Bright Spark

Bright Spark

Who would want to be a traditional car dealer these days? I’m sure lots of people have made plenty of money in the trade over the years, but now the path to profit seems to be getting ever more difficult. There’s the major disruption of the Covid-19 crisis, of course, which has confined potential car-buyers to their homes and dented their incomes, and on top of that, there’s the threat from a new breed of dealers that operate mainly online, rather than from physical premises. The best-known of these is Cazoo, which is shaping up for a multi-billion-pound stock market flotation that will make it far more valuable than existing dealership groups.

And the car manufacturers don’t seem to be too sure of the value of the existing dealer networks either. Several now operate online sales channels and Vauxhall recently introduced a 14-day return offer for cars bought online. That takes a lot of the risk of buying without a test drive away, further undermining the role of the old-style dealership.

Volvo is going a step further and will eventually sell all of its cars online, intensifying its direct relationship with end customers. It has also said that like Tesla, it will start providing over-the-air (OTA) software updates to its cars. OTA updates provide a means of selling improvements or unlocking features already fitted to the car, like heated seats, without a visit to a dealership.

Then there’s the continuing pressure from electrification, which will lead to a reduction in servicing and parts revenues as electric cars require less maintenance than their petrol and diesel equivalents – and the impact of electrification may go beyond that. I recently saw a German TV report which explained that the Chinese EV maker Aiways has teamed up with Euronics, a large consortium of independent electrical retailers, to provide customer handovers for their cars sold in Germany. The rationale is that a modern EV with its fancy systems is more like a computer than a conventional car, so an electrical retailer is better equipped to brief a customer on its technical features than an old-style car dealer.

The irony of all this is that independent electrical retailers face many of the same challenges as traditional car dealers – and for many of the same reasons. Fewer of us are going to high street shops to buy a fridge or a television, and are instead chasing the best deals online. These days, household electrical goods are far more reliable than they were, and when they go wrong, we are more likely to chuck them away than get them repaired.

▸ **Excerpted data**
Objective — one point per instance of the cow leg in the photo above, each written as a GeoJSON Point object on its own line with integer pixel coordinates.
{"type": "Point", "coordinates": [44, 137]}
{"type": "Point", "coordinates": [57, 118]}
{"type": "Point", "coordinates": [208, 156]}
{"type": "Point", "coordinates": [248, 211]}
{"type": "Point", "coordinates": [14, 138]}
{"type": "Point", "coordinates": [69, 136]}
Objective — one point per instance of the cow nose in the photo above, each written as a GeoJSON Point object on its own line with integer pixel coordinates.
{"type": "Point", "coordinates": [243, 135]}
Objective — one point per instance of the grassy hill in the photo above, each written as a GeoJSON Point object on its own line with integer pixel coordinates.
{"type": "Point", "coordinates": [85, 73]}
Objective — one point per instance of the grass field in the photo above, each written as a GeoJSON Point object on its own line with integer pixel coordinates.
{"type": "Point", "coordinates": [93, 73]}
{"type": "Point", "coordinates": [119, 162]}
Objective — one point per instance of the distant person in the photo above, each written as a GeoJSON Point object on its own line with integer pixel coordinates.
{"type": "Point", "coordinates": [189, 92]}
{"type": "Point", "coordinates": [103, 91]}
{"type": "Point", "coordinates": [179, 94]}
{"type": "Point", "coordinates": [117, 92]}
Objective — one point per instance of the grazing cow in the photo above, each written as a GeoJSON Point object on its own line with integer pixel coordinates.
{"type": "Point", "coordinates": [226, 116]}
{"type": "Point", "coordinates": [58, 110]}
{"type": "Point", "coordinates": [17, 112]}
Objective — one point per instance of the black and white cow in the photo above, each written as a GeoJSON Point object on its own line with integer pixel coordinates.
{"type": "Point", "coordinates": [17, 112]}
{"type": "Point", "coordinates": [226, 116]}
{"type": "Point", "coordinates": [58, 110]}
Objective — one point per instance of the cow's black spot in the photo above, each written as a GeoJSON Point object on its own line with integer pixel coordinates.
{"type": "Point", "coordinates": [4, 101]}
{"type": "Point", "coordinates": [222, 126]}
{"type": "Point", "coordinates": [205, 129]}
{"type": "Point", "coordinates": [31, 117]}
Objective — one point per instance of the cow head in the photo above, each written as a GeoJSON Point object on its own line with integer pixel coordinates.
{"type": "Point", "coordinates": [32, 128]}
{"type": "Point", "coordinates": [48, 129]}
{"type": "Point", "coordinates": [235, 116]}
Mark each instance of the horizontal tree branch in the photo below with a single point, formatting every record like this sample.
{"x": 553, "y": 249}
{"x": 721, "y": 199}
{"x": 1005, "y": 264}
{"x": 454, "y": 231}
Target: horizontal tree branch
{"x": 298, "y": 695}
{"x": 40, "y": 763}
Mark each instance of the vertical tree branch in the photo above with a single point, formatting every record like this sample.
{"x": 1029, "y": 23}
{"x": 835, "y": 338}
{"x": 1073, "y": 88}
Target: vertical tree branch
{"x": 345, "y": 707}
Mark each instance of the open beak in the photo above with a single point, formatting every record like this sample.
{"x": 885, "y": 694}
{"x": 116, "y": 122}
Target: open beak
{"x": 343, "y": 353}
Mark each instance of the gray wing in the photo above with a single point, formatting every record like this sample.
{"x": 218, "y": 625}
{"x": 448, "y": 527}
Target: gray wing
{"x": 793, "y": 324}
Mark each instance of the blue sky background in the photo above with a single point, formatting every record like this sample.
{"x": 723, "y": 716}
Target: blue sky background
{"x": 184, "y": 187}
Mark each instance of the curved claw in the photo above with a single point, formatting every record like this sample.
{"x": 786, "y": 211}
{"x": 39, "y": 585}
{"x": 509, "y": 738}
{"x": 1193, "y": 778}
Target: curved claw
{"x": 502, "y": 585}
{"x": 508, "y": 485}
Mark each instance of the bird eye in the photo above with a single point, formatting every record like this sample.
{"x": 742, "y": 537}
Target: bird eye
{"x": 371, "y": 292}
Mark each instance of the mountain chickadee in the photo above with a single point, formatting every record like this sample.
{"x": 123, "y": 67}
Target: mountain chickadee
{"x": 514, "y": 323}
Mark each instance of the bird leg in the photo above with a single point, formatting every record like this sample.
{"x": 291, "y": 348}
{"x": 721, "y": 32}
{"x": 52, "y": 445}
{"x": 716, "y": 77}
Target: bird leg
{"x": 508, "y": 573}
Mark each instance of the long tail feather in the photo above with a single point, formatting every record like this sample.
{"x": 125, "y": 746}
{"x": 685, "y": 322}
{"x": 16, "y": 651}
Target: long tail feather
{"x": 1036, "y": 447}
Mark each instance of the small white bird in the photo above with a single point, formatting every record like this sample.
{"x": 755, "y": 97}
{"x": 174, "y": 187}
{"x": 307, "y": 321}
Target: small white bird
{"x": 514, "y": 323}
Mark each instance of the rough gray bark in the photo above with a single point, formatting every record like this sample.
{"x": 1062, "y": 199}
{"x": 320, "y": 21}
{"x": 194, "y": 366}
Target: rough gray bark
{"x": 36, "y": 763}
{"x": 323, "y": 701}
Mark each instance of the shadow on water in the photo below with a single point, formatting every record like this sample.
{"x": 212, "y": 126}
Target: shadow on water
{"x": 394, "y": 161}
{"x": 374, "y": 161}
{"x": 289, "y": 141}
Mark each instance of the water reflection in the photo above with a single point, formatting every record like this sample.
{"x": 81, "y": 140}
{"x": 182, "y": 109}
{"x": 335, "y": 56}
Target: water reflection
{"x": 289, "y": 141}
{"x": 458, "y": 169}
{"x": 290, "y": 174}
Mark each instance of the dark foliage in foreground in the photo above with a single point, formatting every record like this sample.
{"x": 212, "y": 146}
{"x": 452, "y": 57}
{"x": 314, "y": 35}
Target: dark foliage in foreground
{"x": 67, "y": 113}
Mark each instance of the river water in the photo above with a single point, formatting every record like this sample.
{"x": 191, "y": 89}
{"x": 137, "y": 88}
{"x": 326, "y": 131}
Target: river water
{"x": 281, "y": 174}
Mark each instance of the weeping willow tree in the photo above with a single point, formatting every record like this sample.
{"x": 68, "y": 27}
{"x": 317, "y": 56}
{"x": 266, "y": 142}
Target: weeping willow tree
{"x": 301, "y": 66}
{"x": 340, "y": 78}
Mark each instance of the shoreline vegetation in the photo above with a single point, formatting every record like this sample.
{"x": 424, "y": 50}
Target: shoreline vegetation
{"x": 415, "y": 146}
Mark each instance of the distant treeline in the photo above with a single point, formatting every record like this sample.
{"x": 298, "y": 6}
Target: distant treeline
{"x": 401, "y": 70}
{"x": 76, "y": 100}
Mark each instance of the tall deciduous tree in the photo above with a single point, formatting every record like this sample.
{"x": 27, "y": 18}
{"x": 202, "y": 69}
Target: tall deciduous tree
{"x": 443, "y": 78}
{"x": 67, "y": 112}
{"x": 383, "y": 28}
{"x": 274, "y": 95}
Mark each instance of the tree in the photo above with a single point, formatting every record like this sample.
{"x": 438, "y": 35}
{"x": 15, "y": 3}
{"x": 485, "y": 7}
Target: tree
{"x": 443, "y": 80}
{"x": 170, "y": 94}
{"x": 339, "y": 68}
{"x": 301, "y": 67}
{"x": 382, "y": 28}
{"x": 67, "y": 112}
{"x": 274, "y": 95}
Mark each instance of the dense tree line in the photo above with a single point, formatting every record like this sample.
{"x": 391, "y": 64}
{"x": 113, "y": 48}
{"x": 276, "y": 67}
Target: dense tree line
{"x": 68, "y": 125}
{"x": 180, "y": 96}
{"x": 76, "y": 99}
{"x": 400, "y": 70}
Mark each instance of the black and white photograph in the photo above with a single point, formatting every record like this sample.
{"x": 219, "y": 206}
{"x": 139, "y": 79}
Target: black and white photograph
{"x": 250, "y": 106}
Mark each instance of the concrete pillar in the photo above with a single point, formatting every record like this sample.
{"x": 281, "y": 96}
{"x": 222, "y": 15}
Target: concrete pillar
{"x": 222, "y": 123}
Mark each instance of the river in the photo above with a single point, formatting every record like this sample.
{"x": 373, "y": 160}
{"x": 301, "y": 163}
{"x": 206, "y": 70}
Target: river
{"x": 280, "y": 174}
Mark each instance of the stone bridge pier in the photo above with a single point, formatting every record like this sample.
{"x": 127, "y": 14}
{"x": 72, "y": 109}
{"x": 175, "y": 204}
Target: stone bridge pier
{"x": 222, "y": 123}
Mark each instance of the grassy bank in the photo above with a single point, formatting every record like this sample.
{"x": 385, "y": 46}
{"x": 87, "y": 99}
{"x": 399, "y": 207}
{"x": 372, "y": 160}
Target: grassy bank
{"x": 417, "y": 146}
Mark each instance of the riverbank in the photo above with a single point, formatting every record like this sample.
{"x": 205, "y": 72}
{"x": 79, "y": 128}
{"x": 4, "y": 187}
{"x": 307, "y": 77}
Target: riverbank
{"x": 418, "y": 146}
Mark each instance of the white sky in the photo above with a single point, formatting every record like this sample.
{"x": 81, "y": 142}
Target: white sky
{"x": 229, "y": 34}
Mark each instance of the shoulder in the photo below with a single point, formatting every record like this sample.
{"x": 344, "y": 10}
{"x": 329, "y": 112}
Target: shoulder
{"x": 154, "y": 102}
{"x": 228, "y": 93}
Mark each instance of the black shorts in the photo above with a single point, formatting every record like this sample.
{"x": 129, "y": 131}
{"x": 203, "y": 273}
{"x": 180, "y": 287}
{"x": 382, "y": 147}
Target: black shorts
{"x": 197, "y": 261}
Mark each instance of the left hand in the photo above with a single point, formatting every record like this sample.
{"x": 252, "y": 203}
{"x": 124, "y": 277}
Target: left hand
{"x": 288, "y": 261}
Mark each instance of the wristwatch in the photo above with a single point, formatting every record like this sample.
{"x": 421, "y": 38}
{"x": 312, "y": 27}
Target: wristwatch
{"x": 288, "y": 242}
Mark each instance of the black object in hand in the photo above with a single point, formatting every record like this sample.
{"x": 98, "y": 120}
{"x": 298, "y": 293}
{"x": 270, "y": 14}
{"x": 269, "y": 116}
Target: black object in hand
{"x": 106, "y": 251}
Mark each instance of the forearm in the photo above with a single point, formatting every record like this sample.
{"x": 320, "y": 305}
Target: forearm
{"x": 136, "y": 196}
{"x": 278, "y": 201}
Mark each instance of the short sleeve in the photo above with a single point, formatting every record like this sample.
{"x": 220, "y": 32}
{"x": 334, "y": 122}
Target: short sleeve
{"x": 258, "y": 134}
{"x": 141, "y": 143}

▸ **Assignment A**
Name every company or brand that the article on traditional car dealers mentions.
▸ **Assignment B**
Write a continuation of the article on traditional car dealers, starting after its final paragraph.

▸ **Response A**
Cazoo, Vauxhall, Volvo, Tesla, Aiways, Euronics

▸ **Response B**
Which invites the question of whether there are there any areas of continuing business that will keep traditional dealerships going as they adjust to this rapidly changing world. One comfort is that the switchover to electric will take decades. Cars typically have a long service life of more than ten years, so the last models with internal combustion engines will be able to run well into the 2030s, which should at least provide a long ‘tail’ of work for the existing servicing infrastructure.

But I wonder whether even that last line of business might be under threat. There is already a burgeoning market in electric conversions for classic cars, but I have always thought that there is an obvious gap in the market for standardised conversions of much larger numbers of modern petrols and diesels, provided they could be done for a fairly low price. Cars rust far less than they used to, so what could be better than an electric conversion that allows the remaining life left in a mechanically worn out, but otherwise sound, car to be unlocked in an environmentally friendly way? I recently found a French company, Transition-One, that is converting small cars such as the Peugeot 107 into electric vehicles at a cost of about €5,000 (£4,300 approx). The conversion takes just four hours.

It’s worth saying that despite all these emerging radical changes to the dealership model, manufacturers like Volvo insist that that they will retain a retail presence. The contours of the new world are already coming into view – a bigger role for online sales, a smaller physical footprint consisting of Apple-style ‘experience’ stores, a certain number of service centres, and the option of mobile service.